[Stored records]
* * * * *
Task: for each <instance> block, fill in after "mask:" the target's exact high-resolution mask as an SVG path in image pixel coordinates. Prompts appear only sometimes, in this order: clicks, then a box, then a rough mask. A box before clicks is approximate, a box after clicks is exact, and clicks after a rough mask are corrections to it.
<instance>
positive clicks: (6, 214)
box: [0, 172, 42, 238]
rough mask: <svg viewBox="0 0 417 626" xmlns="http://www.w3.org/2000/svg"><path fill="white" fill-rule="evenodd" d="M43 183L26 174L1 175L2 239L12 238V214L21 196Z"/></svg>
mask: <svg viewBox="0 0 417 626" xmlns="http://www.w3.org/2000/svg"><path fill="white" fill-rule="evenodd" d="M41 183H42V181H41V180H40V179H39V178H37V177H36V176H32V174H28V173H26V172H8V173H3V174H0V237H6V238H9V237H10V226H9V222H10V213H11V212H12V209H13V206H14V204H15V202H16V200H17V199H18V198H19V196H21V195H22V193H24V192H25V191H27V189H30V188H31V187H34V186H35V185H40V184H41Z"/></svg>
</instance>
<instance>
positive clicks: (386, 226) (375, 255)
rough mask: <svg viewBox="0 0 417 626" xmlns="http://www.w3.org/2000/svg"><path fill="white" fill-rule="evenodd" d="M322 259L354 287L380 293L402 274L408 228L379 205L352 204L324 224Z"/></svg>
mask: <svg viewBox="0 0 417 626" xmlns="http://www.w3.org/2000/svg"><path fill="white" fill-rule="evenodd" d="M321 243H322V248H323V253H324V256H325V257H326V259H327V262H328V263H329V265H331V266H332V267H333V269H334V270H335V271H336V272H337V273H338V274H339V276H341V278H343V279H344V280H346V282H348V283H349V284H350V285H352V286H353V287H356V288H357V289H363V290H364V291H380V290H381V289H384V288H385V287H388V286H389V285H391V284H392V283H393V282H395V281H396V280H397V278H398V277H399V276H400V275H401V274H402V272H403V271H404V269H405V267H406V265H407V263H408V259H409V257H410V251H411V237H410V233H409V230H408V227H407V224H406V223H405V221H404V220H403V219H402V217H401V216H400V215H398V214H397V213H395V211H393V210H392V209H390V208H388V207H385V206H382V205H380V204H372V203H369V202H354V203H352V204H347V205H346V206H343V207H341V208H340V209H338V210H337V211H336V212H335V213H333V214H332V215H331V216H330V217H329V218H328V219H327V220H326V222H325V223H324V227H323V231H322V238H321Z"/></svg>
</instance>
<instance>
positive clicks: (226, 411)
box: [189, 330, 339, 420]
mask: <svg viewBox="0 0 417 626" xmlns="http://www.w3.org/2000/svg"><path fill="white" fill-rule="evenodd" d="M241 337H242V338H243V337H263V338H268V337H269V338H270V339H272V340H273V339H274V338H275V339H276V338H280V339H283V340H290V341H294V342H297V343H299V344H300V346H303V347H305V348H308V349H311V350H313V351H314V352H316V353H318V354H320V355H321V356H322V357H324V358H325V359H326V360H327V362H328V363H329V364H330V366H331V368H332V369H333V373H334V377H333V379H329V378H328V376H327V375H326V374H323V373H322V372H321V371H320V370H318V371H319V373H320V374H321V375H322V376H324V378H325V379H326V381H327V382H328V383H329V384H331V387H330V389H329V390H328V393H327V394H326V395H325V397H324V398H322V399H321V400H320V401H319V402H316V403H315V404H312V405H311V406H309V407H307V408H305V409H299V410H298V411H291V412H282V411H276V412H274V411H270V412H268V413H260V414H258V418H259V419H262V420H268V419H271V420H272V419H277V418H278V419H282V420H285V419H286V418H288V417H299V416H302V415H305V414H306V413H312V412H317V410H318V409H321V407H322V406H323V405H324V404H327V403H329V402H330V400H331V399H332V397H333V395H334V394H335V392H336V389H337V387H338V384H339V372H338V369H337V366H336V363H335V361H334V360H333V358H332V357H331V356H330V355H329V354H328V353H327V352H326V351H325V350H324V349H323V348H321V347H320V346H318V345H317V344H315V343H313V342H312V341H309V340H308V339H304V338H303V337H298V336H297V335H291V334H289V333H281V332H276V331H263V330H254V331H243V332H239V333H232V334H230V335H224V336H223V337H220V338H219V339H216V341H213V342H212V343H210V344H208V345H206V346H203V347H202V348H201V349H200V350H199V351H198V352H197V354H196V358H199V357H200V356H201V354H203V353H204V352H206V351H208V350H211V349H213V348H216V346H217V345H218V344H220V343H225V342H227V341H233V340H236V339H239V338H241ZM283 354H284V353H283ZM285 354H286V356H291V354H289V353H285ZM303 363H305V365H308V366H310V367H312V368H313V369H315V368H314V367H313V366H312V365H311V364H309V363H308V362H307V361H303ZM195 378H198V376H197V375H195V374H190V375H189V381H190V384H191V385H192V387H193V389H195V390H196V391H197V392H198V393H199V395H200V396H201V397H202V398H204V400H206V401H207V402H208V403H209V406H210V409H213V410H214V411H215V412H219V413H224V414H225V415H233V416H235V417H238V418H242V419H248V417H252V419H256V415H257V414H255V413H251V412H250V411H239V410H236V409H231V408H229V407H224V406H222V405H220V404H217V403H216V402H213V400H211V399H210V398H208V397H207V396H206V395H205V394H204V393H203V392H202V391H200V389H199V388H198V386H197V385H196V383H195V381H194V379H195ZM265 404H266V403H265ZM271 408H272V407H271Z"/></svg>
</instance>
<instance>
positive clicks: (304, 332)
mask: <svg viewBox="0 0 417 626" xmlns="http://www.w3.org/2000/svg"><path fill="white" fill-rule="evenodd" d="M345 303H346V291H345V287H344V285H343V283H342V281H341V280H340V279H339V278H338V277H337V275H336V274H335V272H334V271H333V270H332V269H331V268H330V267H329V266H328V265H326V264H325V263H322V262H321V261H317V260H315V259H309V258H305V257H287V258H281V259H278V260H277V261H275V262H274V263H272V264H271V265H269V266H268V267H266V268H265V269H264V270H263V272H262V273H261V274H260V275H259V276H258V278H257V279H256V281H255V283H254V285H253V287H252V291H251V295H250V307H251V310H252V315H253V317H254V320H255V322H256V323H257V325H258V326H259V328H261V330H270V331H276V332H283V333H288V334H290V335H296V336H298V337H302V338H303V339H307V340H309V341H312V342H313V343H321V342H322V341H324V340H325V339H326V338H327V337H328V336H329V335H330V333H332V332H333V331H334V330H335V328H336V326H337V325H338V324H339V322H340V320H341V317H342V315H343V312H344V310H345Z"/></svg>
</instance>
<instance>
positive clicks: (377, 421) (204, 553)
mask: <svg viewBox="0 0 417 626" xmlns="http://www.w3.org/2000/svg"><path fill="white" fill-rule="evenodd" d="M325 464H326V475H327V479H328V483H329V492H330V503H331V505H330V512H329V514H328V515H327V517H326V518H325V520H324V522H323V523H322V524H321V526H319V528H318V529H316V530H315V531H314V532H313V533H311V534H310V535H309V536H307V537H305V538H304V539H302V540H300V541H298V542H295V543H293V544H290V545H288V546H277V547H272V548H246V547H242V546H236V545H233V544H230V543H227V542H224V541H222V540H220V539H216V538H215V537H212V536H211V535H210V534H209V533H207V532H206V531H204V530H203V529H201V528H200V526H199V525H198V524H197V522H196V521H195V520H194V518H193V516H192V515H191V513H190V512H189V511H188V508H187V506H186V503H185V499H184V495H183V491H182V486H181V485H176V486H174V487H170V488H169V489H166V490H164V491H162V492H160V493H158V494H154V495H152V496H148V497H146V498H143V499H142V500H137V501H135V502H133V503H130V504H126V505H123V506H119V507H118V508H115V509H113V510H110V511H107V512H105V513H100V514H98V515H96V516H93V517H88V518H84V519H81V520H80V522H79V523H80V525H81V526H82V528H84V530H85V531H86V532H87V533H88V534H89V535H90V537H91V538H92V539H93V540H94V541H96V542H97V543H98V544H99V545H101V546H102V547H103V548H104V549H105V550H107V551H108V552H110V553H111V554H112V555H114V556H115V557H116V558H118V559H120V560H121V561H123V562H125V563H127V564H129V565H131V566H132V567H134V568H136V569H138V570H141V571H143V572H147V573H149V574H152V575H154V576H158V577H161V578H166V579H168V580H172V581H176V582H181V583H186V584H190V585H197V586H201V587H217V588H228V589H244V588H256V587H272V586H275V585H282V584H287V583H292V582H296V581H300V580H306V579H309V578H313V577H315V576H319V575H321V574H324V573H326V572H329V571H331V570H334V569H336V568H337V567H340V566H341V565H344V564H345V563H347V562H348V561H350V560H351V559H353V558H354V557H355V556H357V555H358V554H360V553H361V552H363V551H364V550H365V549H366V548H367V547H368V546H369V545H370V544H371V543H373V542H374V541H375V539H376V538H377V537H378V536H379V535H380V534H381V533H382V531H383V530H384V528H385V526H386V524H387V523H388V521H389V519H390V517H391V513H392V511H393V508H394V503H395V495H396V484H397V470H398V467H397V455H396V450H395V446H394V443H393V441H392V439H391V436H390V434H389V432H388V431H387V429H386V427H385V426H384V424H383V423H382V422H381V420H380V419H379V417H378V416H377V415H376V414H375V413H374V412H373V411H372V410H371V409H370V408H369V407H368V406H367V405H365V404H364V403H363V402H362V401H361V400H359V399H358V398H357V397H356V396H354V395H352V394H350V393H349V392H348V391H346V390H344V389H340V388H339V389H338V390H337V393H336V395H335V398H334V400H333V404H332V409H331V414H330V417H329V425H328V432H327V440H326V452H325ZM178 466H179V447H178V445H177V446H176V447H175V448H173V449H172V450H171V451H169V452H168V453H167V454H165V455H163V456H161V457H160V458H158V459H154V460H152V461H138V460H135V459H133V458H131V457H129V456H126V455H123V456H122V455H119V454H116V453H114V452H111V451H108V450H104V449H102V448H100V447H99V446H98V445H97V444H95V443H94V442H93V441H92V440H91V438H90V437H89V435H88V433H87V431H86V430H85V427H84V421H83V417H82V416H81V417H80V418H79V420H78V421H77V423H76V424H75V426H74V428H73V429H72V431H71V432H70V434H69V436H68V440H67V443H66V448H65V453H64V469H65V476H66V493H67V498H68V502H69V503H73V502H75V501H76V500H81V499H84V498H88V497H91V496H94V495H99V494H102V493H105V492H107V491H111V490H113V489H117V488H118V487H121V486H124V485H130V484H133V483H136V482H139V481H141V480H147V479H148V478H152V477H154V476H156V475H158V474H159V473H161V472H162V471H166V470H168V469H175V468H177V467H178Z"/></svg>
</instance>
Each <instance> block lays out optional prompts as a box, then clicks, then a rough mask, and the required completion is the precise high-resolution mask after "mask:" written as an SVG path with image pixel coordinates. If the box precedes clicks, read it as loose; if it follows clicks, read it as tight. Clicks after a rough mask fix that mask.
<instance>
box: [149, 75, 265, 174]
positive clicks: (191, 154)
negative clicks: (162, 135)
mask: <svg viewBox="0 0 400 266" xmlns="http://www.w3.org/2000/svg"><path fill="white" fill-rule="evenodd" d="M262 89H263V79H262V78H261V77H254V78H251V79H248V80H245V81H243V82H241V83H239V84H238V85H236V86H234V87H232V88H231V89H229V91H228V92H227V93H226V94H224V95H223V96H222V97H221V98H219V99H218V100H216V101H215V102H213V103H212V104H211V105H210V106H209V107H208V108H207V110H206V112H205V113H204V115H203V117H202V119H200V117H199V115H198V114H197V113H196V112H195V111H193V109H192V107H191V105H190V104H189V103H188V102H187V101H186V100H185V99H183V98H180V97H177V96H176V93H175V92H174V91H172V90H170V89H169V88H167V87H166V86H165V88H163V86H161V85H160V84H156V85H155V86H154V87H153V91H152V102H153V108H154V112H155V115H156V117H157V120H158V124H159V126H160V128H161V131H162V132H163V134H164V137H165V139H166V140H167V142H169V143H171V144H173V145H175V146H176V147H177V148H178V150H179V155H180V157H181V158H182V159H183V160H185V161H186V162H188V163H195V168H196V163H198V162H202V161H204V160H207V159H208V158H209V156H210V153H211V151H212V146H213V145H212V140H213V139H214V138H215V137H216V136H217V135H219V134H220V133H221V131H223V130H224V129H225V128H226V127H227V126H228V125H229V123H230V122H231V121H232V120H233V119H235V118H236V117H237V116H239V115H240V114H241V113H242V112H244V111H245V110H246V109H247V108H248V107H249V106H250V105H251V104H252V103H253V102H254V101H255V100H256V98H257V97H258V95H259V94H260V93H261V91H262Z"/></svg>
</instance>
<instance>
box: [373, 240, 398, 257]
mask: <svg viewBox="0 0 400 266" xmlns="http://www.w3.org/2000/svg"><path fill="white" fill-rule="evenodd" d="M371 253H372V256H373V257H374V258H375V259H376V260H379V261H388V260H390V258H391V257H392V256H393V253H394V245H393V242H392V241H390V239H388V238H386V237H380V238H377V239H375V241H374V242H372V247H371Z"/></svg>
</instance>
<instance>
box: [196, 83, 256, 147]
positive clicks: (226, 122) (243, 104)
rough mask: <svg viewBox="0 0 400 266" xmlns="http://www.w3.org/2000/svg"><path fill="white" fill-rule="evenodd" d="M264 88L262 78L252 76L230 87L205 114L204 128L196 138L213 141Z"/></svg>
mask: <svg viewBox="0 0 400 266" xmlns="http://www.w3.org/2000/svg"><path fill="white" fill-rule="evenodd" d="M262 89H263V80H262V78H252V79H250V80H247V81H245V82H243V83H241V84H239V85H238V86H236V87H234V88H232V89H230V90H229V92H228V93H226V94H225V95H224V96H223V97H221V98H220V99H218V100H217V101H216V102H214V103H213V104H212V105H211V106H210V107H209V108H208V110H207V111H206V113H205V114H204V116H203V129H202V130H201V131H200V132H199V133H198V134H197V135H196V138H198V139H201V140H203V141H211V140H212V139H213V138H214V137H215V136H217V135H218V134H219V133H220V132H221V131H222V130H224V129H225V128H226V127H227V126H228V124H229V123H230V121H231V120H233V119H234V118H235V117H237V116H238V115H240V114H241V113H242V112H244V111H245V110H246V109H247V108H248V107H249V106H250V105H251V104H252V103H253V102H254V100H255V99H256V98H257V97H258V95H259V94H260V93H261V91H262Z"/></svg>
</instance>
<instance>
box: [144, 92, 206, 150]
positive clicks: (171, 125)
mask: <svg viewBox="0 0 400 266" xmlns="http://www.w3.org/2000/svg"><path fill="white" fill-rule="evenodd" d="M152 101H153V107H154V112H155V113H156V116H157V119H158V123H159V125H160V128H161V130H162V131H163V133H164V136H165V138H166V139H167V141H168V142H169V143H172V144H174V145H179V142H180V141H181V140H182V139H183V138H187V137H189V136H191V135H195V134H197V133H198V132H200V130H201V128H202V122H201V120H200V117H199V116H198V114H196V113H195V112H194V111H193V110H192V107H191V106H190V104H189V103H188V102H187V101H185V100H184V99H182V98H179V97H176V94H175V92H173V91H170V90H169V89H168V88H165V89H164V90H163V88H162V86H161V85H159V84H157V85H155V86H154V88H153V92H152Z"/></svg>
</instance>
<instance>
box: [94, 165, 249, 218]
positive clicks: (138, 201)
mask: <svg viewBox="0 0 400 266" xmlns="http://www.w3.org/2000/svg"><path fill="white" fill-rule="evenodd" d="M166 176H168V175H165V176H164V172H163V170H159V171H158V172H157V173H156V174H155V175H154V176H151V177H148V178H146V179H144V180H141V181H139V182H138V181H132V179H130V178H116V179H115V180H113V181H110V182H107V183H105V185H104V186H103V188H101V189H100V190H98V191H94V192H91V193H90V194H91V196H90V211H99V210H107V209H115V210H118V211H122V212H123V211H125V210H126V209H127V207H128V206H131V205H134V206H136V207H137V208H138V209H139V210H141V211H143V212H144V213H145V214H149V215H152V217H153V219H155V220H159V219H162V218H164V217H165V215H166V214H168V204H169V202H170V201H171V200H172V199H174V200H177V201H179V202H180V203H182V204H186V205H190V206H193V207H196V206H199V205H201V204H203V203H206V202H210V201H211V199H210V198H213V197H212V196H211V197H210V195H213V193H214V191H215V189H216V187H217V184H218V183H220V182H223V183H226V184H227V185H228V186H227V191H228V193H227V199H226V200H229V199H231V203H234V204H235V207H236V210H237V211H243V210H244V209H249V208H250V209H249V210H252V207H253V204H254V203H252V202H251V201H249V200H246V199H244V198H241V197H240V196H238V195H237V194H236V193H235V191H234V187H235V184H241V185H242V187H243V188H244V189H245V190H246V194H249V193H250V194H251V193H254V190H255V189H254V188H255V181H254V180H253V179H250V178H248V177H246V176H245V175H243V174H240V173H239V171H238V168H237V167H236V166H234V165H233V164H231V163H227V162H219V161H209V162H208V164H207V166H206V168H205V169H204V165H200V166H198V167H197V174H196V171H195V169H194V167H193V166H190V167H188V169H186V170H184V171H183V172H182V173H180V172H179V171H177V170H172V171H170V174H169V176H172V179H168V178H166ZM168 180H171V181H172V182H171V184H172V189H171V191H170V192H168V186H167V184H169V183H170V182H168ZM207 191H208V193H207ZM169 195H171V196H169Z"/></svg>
* * * * *
## What this task involves
From the line that has "negative clicks: (162, 135)" through the line that has "positive clicks: (226, 122) (243, 104)", copy every line exactly as it appears above, and leave out all others.

## Exercise result
negative clicks: (162, 135)
mask: <svg viewBox="0 0 400 266" xmlns="http://www.w3.org/2000/svg"><path fill="white" fill-rule="evenodd" d="M262 89H263V79H262V78H261V77H254V78H251V79H248V80H245V81H243V82H241V83H239V84H238V85H236V86H234V87H232V88H231V89H229V91H228V92H227V93H226V94H224V95H223V96H222V97H221V98H219V99H218V100H216V101H215V102H213V103H212V104H211V105H210V106H209V107H208V108H207V110H206V112H205V113H204V115H203V117H202V119H200V117H199V115H198V114H197V113H196V112H195V111H193V109H192V107H191V105H190V104H189V103H188V102H187V101H186V100H185V99H183V98H180V97H177V96H176V93H175V92H174V91H172V90H170V89H169V88H167V87H166V86H165V88H163V86H161V85H160V84H156V85H155V86H154V87H153V91H152V102H153V108H154V112H155V115H156V117H157V120H158V124H159V126H160V128H161V131H162V132H163V134H164V137H165V139H166V140H167V142H169V143H171V144H173V145H175V146H176V147H177V148H178V150H179V155H180V157H181V158H182V159H183V160H185V161H186V162H188V163H195V168H196V163H198V162H202V161H204V160H207V159H208V158H209V156H210V153H211V151H212V146H213V145H212V140H213V139H214V138H215V137H216V136H217V135H219V134H220V133H221V131H223V130H224V129H225V128H226V127H227V126H228V125H229V123H230V122H231V121H232V120H233V119H235V118H236V117H237V116H239V115H240V114H241V113H242V112H244V111H245V110H246V109H247V108H248V107H249V106H250V105H251V104H252V103H253V102H254V101H255V100H256V98H257V97H258V95H259V94H260V93H261V91H262Z"/></svg>
</instance>
<instance>
box: [373, 240, 398, 257]
mask: <svg viewBox="0 0 400 266" xmlns="http://www.w3.org/2000/svg"><path fill="white" fill-rule="evenodd" d="M371 253H372V256H373V257H374V258H375V259H376V260H379V261H388V260H390V258H391V257H392V256H393V253H394V245H393V242H392V241H390V239H388V238H386V237H380V238H377V239H375V241H374V242H372V247H371Z"/></svg>
</instance>
<instance>
box: [196, 83, 256, 147]
positive clicks: (226, 122) (243, 104)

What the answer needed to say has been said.